▸ **TAREFAS**
• A. Atualize o trecho do texto em estudo de "Em tempos complexos, difíceis" a "politiquice em campo.", trocando "lideranças clarividentes" por "lideranças lúcidas".
• B. Responda, com base no texto em estudo:
(i) Em que canal foi transmitido o jornal onde ocorreu a troca de palavras citada?
(ii) Em que dia da pandemia o Bastonário afirma que se está?
(iii) De que hospitais são os diretores de serviço ou clínicos que garantem que os meios existem?

▸ **TEXTO EM ESTUDO**
+ + + +
Em tempos complexos, difíceis e imprevisíveis como o que vivemos, concordará comigo se eu disser que precisamos de lideranças clarividentes e menos politiquice em campo.

Se o que espera cada um dos muitos cidadãos que, fatalmente, terão de ser tratados nos hospitais é o cenário apocalíptico que Vª Exª vai transmitindo em cada intervenção pública que faz, já imaginou o desassossego e ansiedade que lhes está antecipadamente a causar?... Não, não vale aqui o argumento de que importa denunciar e criticar o que está mal ou é insuficiente. No atual contexto, essas denúncias devem ser feitas para dentro, para que os efeitos se sintam cá fora. E não o inverso. Provavelmente nem se dá conta. Repare nesta recente troca de palavras num dos jornais da RTP:

— Diz o jornalista: “Os números atuais são positivos”. Ao que o senhor responde: “Os números são preocupantes”. Pergunta o jornalista: “Porquê?”. Eis a sua argumentação: “Estamos no 27º ou 28º dia da pandemia. Por esta altura não havia tantos casos em Itália nem em Espanha”. O jornalista volta à carga: “Mas em Portugal as medidas de prevenção foram tomadas mais cedo do que noutros países”. Na impossibilidade de contrariar o óbvio, o senhor Bastonário responde: “Mas poderiam ter ido mais longe”. O diálogo prosseguiu e o sentido das suas palavras azedas também, repisando “as milhares de chamadas” que recebe sobre a escassez de meios e equipamentos. E depois vemos os diretores de serviço ou clínicos do Curry Cabral e do S. João garantir que os meios existem.
+ + + +
▸ **DADOS PARA ANÁLISE**
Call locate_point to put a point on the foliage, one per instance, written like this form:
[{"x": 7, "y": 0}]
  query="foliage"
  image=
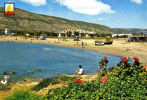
[
  {"x": 5, "y": 87},
  {"x": 53, "y": 80},
  {"x": 127, "y": 81},
  {"x": 102, "y": 65},
  {"x": 24, "y": 95}
]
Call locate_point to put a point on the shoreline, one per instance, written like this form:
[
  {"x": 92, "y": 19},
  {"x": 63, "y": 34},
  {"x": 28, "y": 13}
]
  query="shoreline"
[{"x": 118, "y": 48}]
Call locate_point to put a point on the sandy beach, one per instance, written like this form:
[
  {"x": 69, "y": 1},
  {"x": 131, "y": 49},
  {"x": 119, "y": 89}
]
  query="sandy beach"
[{"x": 119, "y": 47}]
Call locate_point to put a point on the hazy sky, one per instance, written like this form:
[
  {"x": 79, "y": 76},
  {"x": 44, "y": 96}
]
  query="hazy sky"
[{"x": 112, "y": 13}]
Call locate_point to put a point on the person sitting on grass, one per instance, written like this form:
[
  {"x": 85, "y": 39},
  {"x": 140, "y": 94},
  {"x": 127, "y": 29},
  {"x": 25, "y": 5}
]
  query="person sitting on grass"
[
  {"x": 79, "y": 71},
  {"x": 5, "y": 79}
]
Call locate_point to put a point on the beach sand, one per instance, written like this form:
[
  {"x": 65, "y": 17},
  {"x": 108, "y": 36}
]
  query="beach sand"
[{"x": 119, "y": 47}]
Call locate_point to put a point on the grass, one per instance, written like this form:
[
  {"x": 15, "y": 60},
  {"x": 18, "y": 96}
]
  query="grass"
[
  {"x": 53, "y": 80},
  {"x": 6, "y": 87},
  {"x": 24, "y": 95}
]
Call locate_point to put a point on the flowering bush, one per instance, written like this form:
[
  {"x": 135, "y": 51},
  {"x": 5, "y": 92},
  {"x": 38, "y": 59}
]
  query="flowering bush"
+ + + +
▸ **RESPOSTAS DO EXERCÍCIO**
• A.
Em tempos complexos, difíceis e imprevisíveis como o que vivemos, concordará comigo se eu disser que precisamos de lideranças lúcidas e menos politiquice em campo.

• B.
(i) RTP.
(ii) No 27º ou 28º dia.
(iii) Do Curry Cabral e do S. João.